_TEXT SEGMENT_
Elite benchmark versioning and governance¶
This document tracks every version of the Elite program — what families ship, which seeds are ranked, and the rules we follow when retiring or adding content. It is the canonical log; if you need to know "what was the v1 Elite set made of," this is where to look.
See elite-program.md for the design rationale (why Elite is split into Practice + Ranked + Shadow, why hidden content exists, etc.). This page is operational rather than conceptual.
Active version¶
Elite v1 — the launch set.
v1 families¶
| Family | Stress mode | Public practice | Hidden ranked |
|---|---|---|---|
buried_constraint |
a critical "never X" rule survives under distractors + indirect phrasing | 5 variations | 20 variations |
decision_override |
later decision supersedes an earlier one; intermediate options must stay forbidden | 5 variations | 20 variations |
entity_confusion |
multiple entities with overlapping names or roles; ownership mapping must not scramble | 5 variations | 20 variations |
Totals: 15 public (in benchmarks/public/elite_practice/), 60 hidden (in the private compactbench/compactbench-hidden repo).
v1 seed policy¶
The ranked leaderboard pins a fixed seed group per version. Submissions are evaluated against the same seeds so scores are directly comparable.
- Seed group name:
elite_v1_q1 - Seeds derived from
(suite_version, seed_group, case_slot)via SHA-256 (see decisions.md §B1) - Rotation: planned on each minor version bump (see below)
Version policy¶
We follow loose SemVer on the Elite program itself.
| Change | Version bump |
|---|---|
| Adding a new family | minor — v1 → v2 |
| Retiring a compromised family | patch — v1.0 → v1.1 |
| Tightening qualification floors | minor |
| Fixing a template bug that didn't change case semantics | patch |
| Regenerating hidden seed group (anti-overfitting rotation) | minor, with a new seed_group name |
When the Elite version bumps, we create a new leaderboard version segmented by (benchmark_version, target_model) and leave the old one pinned forever. Historical leaderboards never disappear; they accumulate.
Retirement¶
A template or family is retired when one of the following happens:
- Gaming detected. A method clearly overfits on a specific template's quirks in a way that doesn't generalize; the template no longer measures what it's supposed to.
- Leak. Hidden content appears in a public forum (ours or otherwise) — the variation is burned and must be replaced.
- Ambiguity. A template produces cases the ground truth can't reliably score — e.g., multiple equally-valid answers.
Retirement steps:
- Remove the template from the ranked pool (delete from
compactbench-hidden). - Append a note to this file's changelog explaining what and why.

_DATA SHOWN_
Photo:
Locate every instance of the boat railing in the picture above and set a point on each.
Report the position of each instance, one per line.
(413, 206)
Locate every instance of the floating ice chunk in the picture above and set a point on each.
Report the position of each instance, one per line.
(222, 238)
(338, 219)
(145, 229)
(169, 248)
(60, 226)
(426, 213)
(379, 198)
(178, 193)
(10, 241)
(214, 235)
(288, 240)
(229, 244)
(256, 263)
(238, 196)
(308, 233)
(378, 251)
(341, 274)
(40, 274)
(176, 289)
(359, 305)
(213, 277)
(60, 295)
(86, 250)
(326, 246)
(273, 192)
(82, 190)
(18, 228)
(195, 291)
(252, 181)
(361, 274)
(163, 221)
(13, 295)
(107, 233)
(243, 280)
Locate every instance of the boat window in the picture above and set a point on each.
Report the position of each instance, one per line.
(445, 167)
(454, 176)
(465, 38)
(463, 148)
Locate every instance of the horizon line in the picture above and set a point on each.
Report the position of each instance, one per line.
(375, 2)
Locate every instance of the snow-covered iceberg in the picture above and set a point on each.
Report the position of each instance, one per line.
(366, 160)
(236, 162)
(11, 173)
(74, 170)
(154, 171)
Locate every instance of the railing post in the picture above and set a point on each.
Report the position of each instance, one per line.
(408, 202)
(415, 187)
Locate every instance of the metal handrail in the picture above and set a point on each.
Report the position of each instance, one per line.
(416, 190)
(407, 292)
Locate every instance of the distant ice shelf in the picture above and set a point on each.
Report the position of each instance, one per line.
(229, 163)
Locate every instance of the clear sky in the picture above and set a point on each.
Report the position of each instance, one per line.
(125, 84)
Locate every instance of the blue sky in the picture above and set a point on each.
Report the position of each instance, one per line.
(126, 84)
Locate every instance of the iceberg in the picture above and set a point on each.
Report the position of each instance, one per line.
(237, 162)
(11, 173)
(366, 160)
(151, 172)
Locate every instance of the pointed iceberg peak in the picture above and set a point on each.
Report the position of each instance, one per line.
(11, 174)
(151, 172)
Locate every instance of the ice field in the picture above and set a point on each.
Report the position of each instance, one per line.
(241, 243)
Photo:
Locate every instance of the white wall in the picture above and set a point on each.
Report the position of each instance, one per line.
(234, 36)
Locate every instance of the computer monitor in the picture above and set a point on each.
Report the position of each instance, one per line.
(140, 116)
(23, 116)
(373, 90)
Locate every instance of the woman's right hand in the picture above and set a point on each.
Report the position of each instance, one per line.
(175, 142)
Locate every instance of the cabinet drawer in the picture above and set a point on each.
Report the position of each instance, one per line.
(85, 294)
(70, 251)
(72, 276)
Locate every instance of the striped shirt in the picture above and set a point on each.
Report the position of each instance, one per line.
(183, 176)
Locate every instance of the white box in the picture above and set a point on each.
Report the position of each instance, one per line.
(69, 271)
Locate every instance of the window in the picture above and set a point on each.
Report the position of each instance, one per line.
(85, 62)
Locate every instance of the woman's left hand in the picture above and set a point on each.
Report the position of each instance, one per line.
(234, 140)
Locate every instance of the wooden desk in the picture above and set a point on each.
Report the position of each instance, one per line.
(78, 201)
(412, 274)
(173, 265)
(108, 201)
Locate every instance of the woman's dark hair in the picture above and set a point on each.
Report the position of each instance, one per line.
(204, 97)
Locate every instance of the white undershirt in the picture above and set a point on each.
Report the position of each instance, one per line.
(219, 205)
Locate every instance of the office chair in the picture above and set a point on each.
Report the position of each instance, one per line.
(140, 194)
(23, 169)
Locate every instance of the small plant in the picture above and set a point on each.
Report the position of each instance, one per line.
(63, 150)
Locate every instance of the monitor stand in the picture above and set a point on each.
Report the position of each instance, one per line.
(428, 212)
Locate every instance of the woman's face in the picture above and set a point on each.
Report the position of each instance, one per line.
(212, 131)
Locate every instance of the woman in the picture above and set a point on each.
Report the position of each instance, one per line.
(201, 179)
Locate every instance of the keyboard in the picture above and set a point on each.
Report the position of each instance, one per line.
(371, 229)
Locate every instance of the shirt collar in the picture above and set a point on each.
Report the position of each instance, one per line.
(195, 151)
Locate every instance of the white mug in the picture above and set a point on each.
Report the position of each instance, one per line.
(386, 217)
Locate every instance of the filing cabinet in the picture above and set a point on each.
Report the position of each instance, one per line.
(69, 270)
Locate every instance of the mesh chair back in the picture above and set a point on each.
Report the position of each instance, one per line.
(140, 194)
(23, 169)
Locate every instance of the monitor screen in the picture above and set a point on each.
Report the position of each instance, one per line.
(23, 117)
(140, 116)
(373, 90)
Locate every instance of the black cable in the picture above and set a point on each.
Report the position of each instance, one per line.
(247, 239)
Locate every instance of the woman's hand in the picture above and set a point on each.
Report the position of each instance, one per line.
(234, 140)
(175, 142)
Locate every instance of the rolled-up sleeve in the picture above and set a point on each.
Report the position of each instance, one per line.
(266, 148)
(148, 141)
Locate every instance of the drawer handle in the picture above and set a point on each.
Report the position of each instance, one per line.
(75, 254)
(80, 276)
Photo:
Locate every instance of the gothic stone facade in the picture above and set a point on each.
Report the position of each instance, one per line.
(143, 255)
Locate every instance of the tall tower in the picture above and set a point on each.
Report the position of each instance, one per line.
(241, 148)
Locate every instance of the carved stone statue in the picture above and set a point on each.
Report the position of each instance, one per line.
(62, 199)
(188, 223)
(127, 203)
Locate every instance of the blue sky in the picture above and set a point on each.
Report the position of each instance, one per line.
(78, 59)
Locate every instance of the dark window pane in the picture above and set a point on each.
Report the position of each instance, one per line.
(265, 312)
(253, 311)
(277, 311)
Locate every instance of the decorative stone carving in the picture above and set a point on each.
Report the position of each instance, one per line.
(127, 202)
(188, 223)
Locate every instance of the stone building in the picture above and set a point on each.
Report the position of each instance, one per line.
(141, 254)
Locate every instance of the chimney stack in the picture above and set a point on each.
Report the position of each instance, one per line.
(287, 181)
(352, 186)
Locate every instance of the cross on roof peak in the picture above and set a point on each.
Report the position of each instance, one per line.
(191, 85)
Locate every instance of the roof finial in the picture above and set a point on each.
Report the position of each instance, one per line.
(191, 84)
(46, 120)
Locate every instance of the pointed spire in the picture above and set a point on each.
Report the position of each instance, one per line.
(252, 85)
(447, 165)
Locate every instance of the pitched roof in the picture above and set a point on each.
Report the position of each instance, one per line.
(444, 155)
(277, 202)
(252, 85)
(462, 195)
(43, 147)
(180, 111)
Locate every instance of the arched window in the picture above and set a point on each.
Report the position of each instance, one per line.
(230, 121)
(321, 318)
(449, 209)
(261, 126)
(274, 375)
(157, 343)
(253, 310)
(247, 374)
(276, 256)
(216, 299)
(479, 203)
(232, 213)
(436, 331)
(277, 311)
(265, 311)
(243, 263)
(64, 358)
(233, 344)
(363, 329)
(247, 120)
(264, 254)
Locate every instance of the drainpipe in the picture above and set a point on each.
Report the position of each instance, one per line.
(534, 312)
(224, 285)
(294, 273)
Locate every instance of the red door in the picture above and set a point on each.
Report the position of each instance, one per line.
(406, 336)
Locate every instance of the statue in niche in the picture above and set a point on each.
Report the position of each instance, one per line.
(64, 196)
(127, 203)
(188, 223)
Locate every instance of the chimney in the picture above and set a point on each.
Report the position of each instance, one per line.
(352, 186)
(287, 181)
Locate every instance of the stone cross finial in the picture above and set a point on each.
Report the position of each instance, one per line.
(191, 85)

_THINGS TO DO_
A: In the Elite benchmark versioning page, what version bump does adding a new family call for?
B: Continue the Elite benchmark versioning page from the point where it stops.

_ANSWERS IN ORDER_
A: A minor bump, such as v1 → v2.

B:
- Keep a copy in the private
_retired/path of the hidden repo for audit. - Leave the public practice variation in place if the failure mode is still interesting for development (update the README warning if the template is no longer ranked).
We do not silently delete; retirement is always visible in this document.
Adding a new family¶
To add a new family (e.g. stale_summary_poison_v1 from the planned catalog):
- Open a template proposal issue (template proposal template).
- Land the public practice variations via PR on the main repo.
- Add hidden ranked variations via PR on
compactbench-hidden. - Bump the Elite minor version.
- Update this document: add the family to the active-version table, note any seed-policy changes in the changelog.
- Create a new leaderboard version; pin the old one.
Shadow evaluation¶
For v1, shadow evaluation is manual — maintainers periodically re-run top leaderboard entries against a separate shadow seed group and compare. Automated shadow scheduling is deferred (see decisions.md Part G).
A method that passes ranked but collapses in shadow is flagged for manual review. The suspicion heuristics documented in elite-program.md §12.6 are applied by hand until we automate them.
Anti-gaming reminders¶
- Hidden ranked cases never go into public PRs. If you're unsure whether something is hidden, ask first.
- Seed groups rotate on version bumps. Do not hard-code seed values into methods.
- The
_retired/path is audit-only. Retired templates are not ranked or generated. - Category-diversity guard is enforced. A method that collapses on one family is disqualified regardless of aggregate score (see
qualification.py).
Changelog¶
v1.0 — 2026-04-17 (active)¶
- Initial release.
- Families:
buried_constraint,decision_override,entity_confusion. - Public practice: 15 variations across the 3 families.
- Hidden ranked: 60 variations across the 3 families (maintained separately).
- Seed group:
elite_v1_q1.